» **What the exercise asks**
Render all of the lines below as a Markdown table with two columns, Row for the row number and Line for the line itself, and leave out any blank lines.

» **Records for processing**
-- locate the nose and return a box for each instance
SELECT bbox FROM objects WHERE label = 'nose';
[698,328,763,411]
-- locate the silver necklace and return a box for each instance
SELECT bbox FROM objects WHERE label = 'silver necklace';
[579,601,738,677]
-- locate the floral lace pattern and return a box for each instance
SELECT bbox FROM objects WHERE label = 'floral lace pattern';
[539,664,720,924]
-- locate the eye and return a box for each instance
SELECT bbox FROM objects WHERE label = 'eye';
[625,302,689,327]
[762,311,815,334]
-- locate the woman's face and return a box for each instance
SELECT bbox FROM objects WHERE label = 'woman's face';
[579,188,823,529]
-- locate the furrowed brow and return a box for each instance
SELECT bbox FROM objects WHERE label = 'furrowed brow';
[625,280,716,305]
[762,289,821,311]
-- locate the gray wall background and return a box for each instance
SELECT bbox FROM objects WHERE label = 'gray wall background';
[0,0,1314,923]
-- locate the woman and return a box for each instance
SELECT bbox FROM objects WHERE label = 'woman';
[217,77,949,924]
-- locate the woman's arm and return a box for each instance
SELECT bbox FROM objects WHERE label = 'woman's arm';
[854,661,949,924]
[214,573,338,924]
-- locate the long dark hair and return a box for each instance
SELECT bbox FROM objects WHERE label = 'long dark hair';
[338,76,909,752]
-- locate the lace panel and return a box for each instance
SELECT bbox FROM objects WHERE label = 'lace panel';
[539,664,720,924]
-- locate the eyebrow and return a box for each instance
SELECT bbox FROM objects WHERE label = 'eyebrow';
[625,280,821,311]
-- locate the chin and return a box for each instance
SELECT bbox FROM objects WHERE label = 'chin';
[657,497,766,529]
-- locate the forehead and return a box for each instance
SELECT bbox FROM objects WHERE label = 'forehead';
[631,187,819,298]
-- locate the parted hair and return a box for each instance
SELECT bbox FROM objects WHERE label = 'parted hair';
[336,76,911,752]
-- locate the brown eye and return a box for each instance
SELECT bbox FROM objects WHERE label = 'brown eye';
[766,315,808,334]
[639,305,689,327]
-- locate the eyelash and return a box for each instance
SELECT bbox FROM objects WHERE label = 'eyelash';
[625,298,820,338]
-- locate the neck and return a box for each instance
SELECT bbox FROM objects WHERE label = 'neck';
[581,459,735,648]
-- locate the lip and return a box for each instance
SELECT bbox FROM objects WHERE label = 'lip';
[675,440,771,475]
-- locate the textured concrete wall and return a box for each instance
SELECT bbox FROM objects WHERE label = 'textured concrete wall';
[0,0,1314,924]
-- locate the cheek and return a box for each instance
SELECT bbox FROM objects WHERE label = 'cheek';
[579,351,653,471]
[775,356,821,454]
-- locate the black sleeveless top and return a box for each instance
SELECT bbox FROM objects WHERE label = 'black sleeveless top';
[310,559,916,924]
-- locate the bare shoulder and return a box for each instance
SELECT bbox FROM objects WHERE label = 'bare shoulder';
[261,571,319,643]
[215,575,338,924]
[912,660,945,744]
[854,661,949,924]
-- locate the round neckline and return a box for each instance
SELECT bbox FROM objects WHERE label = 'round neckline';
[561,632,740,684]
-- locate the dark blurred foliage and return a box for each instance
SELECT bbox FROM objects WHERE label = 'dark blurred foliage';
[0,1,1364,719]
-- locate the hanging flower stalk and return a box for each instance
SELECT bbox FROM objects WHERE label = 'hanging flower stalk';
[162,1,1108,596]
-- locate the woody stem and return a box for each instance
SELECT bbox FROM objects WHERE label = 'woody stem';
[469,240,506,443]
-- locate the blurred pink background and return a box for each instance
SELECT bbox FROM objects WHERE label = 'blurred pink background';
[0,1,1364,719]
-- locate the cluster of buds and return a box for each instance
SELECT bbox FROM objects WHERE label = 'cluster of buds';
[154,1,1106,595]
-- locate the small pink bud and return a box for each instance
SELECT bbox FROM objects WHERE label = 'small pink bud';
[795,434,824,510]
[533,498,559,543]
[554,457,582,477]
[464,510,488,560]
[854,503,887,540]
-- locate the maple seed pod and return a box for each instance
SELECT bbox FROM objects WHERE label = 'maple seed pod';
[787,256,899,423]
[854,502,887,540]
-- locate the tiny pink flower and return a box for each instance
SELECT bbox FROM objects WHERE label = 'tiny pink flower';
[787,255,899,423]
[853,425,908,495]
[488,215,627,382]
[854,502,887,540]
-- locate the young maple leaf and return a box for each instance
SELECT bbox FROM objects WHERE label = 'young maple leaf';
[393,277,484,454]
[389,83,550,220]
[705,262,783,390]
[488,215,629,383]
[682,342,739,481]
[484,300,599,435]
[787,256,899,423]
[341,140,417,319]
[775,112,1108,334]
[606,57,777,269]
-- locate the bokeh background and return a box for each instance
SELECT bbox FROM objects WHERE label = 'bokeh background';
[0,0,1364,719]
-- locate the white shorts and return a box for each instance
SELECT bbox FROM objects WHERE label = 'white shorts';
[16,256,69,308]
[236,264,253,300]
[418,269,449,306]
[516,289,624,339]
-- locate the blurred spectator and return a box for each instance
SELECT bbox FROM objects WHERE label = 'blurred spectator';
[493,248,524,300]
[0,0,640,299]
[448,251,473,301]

» **Finished answer**
| Row | Line |
|---|---|
| 1 | -- locate the nose and return a box for each instance |
| 2 | SELECT bbox FROM objects WHERE label = 'nose'; |
| 3 | [698,328,763,411] |
| 4 | -- locate the silver necklace and return a box for each instance |
| 5 | SELECT bbox FROM objects WHERE label = 'silver necklace'; |
| 6 | [579,601,738,677] |
| 7 | -- locate the floral lace pattern and return a box for each instance |
| 8 | SELECT bbox FROM objects WHERE label = 'floral lace pattern'; |
| 9 | [539,664,720,924] |
| 10 | -- locate the eye and return a box for each instance |
| 11 | SELECT bbox FROM objects WHERE label = 'eye'; |
| 12 | [625,302,689,327] |
| 13 | [762,311,815,334] |
| 14 | -- locate the woman's face and return a box for each instance |
| 15 | SELECT bbox FROM objects WHERE label = 'woman's face'; |
| 16 | [579,188,823,529] |
| 17 | -- locate the furrowed brow and return a box for each instance |
| 18 | SELECT bbox FROM objects WHERE label = 'furrowed brow'; |
| 19 | [625,280,716,305] |
| 20 | [762,289,821,311] |
| 21 | -- locate the gray wall background and return a box for each instance |
| 22 | SELECT bbox FROM objects WHERE label = 'gray wall background'; |
| 23 | [0,0,1314,923] |
| 24 | -- locate the woman and return a box for each instance |
| 25 | SELECT bbox FROM objects WHERE label = 'woman'; |
| 26 | [217,77,949,924] |
| 27 | -- locate the woman's arm and return a box for each instance |
| 28 | SELECT bbox FROM objects WHERE label = 'woman's arm'; |
| 29 | [854,661,949,924] |
| 30 | [214,573,338,924] |
| 31 | -- locate the long dark hair and return a box for each instance |
| 32 | SELECT bbox FROM objects WHERE label = 'long dark hair'; |
| 33 | [338,76,909,752] |
| 34 | -- locate the lace panel and return a box for each instance |
| 35 | SELECT bbox FROM objects WHERE label = 'lace panel'; |
| 36 | [539,664,720,924] |
| 37 | -- locate the eyebrow and return a box for each instance |
| 38 | SELECT bbox FROM objects WHERE label = 'eyebrow'; |
| 39 | [625,280,821,311] |
| 40 | -- locate the chin and return a box for each instance |
| 41 | SELECT bbox FROM objects WHERE label = 'chin'; |
| 42 | [657,497,766,529] |
| 43 | -- locate the forehead and return a box for each instance |
| 44 | SELECT bbox FROM objects WHERE label = 'forehead'; |
| 45 | [631,187,819,298] |
| 46 | -- locate the parted hair and return a box for each instance |
| 47 | SELECT bbox FROM objects WHERE label = 'parted hair'; |
| 48 | [336,76,911,752] |
| 49 | -- locate the brown eye and return a box for each instance |
| 50 | SELECT bbox FROM objects WHERE label = 'brown eye'; |
| 51 | [766,315,808,334] |
| 52 | [639,305,689,327] |
| 53 | -- locate the eyelash and return a box for each instance |
| 54 | SELECT bbox FROM objects WHERE label = 'eyelash'; |
| 55 | [625,298,820,338] |
| 56 | -- locate the neck and return a box for each instance |
| 57 | SELECT bbox FROM objects WHERE label = 'neck'; |
| 58 | [581,459,735,648] |
| 59 | -- locate the lip and return a box for each instance |
| 60 | SELECT bbox FROM objects WHERE label = 'lip'; |
| 61 | [675,440,771,475] |
| 62 | -- locate the textured concrete wall and return a box for each instance |
| 63 | SELECT bbox FROM objects WHERE label = 'textured concrete wall'; |
| 64 | [0,0,1314,924] |
| 65 | -- locate the cheek and return a box for each instance |
| 66 | SELECT bbox FROM objects WHERE label = 'cheek'; |
| 67 | [579,351,653,471] |
| 68 | [775,356,821,454] |
| 69 | -- locate the black sleeveless top and return a box for each instance |
| 70 | SELECT bbox FROM objects WHERE label = 'black sleeveless top'; |
| 71 | [310,559,916,924] |
| 72 | -- locate the bare shoulder and return a box for each instance |
| 73 | SELECT bbox FROM objects WHERE label = 'bare shoulder'; |
| 74 | [261,571,319,643] |
| 75 | [215,575,338,924] |
| 76 | [912,660,945,744] |
| 77 | [854,661,949,924] |
| 78 | -- locate the round neckline and return a box for each instance |
| 79 | SELECT bbox FROM objects WHERE label = 'round neckline'; |
| 80 | [561,632,740,684] |
| 81 | -- locate the dark blurred foliage and return a box for each instance |
| 82 | SELECT bbox FROM objects WHERE label = 'dark blurred foliage'; |
| 83 | [0,1,1364,719] |
| 84 | -- locate the hanging flower stalk and return a box for each instance |
| 85 | SELECT bbox FROM objects WHERE label = 'hanging flower stalk'; |
| 86 | [162,1,1108,596] |
| 87 | -- locate the woody stem and return a box for each instance |
| 88 | SELECT bbox FROM objects WHERE label = 'woody stem'; |
| 89 | [469,240,506,443] |
| 90 | -- locate the blurred pink background and return a box for each instance |
| 91 | SELECT bbox FROM objects WHERE label = 'blurred pink background'; |
| 92 | [0,1,1364,719] |
| 93 | -- locate the cluster of buds and return a box for each instance |
| 94 | SELECT bbox FROM objects WHERE label = 'cluster of buds'; |
| 95 | [154,1,1106,595] |
| 96 | -- locate the small pink bud and return a box for each instance |
| 97 | SELECT bbox FROM objects WHERE label = 'small pink bud'; |
| 98 | [795,434,824,510] |
| 99 | [533,498,559,543] |
| 100 | [554,457,582,477] |
| 101 | [464,510,488,560] |
| 102 | [854,503,887,540] |
| 103 | -- locate the maple seed pod and return a box for each instance |
| 104 | SELECT bbox FROM objects WHERE label = 'maple seed pod'; |
| 105 | [787,256,899,423] |
| 106 | [854,502,887,540] |
| 107 | -- locate the tiny pink flower and return a box for each instance |
| 108 | SELECT bbox FROM objects WHERE label = 'tiny pink flower'; |
| 109 | [787,255,899,423] |
| 110 | [853,425,908,495] |
| 111 | [488,215,627,382] |
| 112 | [854,502,887,540] |
| 113 | -- locate the young maple leaf and return a box for each instance |
| 114 | SELECT bbox FROM objects WHERE label = 'young maple leaf'; |
| 115 | [393,277,484,454] |
| 116 | [389,83,550,220] |
| 117 | [705,262,783,390] |
| 118 | [488,215,629,383] |
| 119 | [682,342,739,481] |
| 120 | [484,300,599,435] |
| 121 | [787,256,899,423] |
| 122 | [341,140,417,319] |
| 123 | [775,112,1108,334] |
| 124 | [606,57,777,269] |
| 125 | -- locate the bokeh background and return a box for each instance |
| 126 | SELECT bbox FROM objects WHERE label = 'bokeh background'; |
| 127 | [0,0,1364,719] |
| 128 | -- locate the white shorts and return a box for each instance |
| 129 | SELECT bbox FROM objects WHERE label = 'white shorts'; |
| 130 | [16,256,69,308] |
| 131 | [236,264,253,300] |
| 132 | [418,269,449,306] |
| 133 | [516,289,624,339] |
| 134 | -- locate the blurred spectator and return a box for each instance |
| 135 | SELECT bbox FROM objects WHERE label = 'blurred spectator'; |
| 136 | [493,248,524,300] |
| 137 | [0,0,640,299] |
| 138 | [448,251,473,301] |